■ Problem to solve
The pictures are to be left out when the listing below is reproduced word for word.

■ Exercise inputs
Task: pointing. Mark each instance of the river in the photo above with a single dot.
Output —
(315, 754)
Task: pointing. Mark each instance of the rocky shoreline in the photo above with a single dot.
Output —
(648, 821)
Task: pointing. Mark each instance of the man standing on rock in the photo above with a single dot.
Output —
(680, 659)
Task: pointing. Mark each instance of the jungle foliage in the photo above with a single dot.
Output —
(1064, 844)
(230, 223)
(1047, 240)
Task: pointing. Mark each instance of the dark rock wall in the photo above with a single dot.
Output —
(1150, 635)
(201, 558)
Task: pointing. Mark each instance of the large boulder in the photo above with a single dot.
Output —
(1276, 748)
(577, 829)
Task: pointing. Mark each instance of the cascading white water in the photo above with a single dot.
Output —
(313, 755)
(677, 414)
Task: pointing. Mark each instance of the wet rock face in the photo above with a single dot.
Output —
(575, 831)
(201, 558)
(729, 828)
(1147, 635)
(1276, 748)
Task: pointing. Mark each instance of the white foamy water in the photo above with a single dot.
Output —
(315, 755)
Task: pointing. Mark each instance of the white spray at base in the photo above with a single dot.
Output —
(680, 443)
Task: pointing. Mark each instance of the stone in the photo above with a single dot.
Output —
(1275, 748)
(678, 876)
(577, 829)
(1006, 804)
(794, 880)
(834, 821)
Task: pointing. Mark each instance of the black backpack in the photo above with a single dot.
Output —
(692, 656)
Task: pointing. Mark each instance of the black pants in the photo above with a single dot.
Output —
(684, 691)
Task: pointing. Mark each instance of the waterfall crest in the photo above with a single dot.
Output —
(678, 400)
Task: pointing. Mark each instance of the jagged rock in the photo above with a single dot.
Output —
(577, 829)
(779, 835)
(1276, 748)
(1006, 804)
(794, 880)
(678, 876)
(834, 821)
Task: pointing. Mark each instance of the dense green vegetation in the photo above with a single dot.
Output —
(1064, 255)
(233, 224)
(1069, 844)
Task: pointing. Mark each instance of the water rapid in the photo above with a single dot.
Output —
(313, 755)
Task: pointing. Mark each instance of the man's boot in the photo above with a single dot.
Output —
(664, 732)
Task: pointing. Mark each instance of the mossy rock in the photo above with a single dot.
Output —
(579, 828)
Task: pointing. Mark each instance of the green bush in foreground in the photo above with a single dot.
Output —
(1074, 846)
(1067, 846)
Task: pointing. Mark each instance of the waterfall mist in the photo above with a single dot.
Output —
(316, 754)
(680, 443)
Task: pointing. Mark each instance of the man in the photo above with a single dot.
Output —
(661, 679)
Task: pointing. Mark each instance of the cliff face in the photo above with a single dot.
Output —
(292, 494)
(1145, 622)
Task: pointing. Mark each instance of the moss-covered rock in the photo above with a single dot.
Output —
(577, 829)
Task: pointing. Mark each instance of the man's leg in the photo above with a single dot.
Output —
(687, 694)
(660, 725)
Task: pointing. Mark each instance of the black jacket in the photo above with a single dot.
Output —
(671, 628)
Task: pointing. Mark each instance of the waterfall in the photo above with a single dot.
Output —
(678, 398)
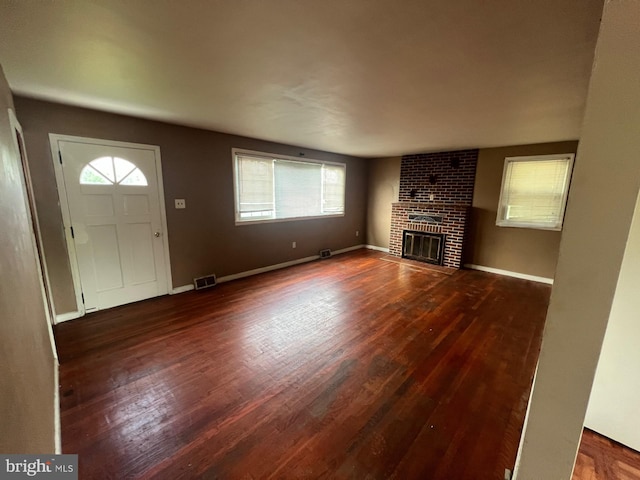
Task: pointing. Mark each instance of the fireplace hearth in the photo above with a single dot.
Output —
(434, 199)
(423, 246)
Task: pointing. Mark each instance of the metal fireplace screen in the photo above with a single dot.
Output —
(423, 246)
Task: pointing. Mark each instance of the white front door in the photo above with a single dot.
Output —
(115, 214)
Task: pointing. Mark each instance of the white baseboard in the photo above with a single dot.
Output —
(182, 289)
(379, 249)
(270, 268)
(348, 249)
(64, 317)
(278, 266)
(507, 273)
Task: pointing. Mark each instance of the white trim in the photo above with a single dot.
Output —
(270, 268)
(278, 266)
(43, 276)
(379, 249)
(498, 271)
(501, 221)
(276, 156)
(37, 240)
(54, 140)
(182, 289)
(65, 317)
(57, 426)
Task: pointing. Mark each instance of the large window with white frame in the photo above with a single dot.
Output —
(277, 187)
(534, 191)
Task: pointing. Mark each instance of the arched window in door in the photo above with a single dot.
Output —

■ Answer box
Task: pointing. Mark each instance of the river in the photo above with a single dot.
Output —
(315, 754)
Task: pointing. Mark each instance of the rocky shoreline in the photo above with a single dot.
Output —
(648, 821)
Task: pointing. Mark each instance of the man standing on rock in the photo above with a single dot.
Output —
(680, 659)
Task: pointing. Mark each instance of the jungle foliage in the photo above with a single dot.
Output —
(1064, 844)
(230, 223)
(1047, 240)
Task: pointing. Mark each instance of the dark rock wall in the photo above with a single dot.
Output —
(1150, 635)
(201, 558)
Task: pointing. Mark each instance of the large boulder in the photo above with a single dot.
Output —
(1276, 748)
(577, 829)
Task: pointing. Mark each instance of the cascading white water in the photo above with a single dot.
Output —
(313, 755)
(677, 414)
Task: pointing. Mark each instance of the wet rock face in the photo above with a single dot.
Output —
(575, 831)
(201, 558)
(729, 828)
(1147, 635)
(1276, 748)
Task: pointing. Mark each instance of the white foamy water in the photo above with a single dot.
Output —
(315, 755)
Task: pointing. Mark each instance of the white spray at base in the photo above with a single dot.
Output —
(680, 443)
Task: pointing. Mark each instance of the stone in the photo above with a single dot.
Output —
(1275, 748)
(678, 876)
(577, 829)
(1006, 804)
(794, 880)
(834, 821)
Task: pointing. Mark each instance of the black backpack in the photo above with a single dot.
Output —
(692, 656)
Task: pointing. Mark each instance of the black pants in the photo above with a single dot.
Output —
(684, 691)
Task: pointing. Mark each instance of the waterfall crest in the photo above with a single dot.
Output —
(678, 400)
Task: pointing. Mark each instance of the jagged rock in the photo above with a single dot.
Output —
(577, 829)
(779, 835)
(1276, 748)
(1006, 804)
(794, 880)
(678, 876)
(834, 821)
Task: pointing. Mark each instance of the dense green vegetation in the photo above with a single dot.
Output —
(1064, 255)
(233, 224)
(1069, 844)
Task: pointing. Mark each instance of the water rapid in the photo above with a single dot.
Output —
(313, 755)
Task: pointing. Mark each instance of the man's boot in the photo above with a single dot.
Output —
(664, 732)
Task: pointing. Mark each instance of the mossy rock in the photo above with a single dot.
Output —
(579, 828)
Task: pointing. Mark each instance of the green bush in foreground in the photo above with a single dot.
Output —
(1074, 846)
(1067, 846)
Task: pointing. Mark each instance of the waterfall mist in the photo above with a single dot.
Output —
(316, 754)
(680, 443)
Task: pointing. Mark each instance of the man in the photo above with a single dot.
Output —
(661, 679)
Task: pointing. Mark each instance of the cliff face in the photo above with a single dot.
Output —
(292, 494)
(1145, 622)
Task: pointing. Mark each instance of the moss-covered rock in the photo above with a single dot.
Output —
(577, 829)
Task: pointing. Mark each instance of the man's leg in the photo above with a single dot.
Output —
(687, 694)
(660, 725)
Task: pointing. Mark each instance of the black jacket in the photo above with a single dot.
Output —
(671, 628)
Task: pointing. Mark each instance of the waterfall in the photo above with a single dot.
Output —
(678, 398)
Task: pointing. Mark each instance of the fireplace hearth in the photo above with a single dot.
Output —
(434, 199)
(423, 246)
Task: pointing. Mark each instance of the metal fireplace screen in the photo above with a single dot.
Output —
(423, 246)
Task: pointing. Mark each instance of the white front door in the photo above with a single dot.
Output —
(115, 214)
Task: pointing. Mark each instance of the white baseboard in the photo above with a single dot.
Output —
(182, 289)
(379, 249)
(270, 268)
(348, 249)
(64, 317)
(278, 266)
(507, 273)
Task: pointing. Mark each instance of the white trim in the photo above with a single dot.
Output —
(270, 268)
(278, 266)
(43, 276)
(379, 249)
(498, 271)
(501, 221)
(276, 156)
(37, 240)
(54, 140)
(182, 289)
(65, 317)
(57, 426)
Task: pointing. Mark each instance of the large window with white frame in the photo above with a single dot.
Output —
(277, 187)
(534, 191)
Task: pointing. Mark each instance of the arched window in door in the photo above with a single dot.
Output —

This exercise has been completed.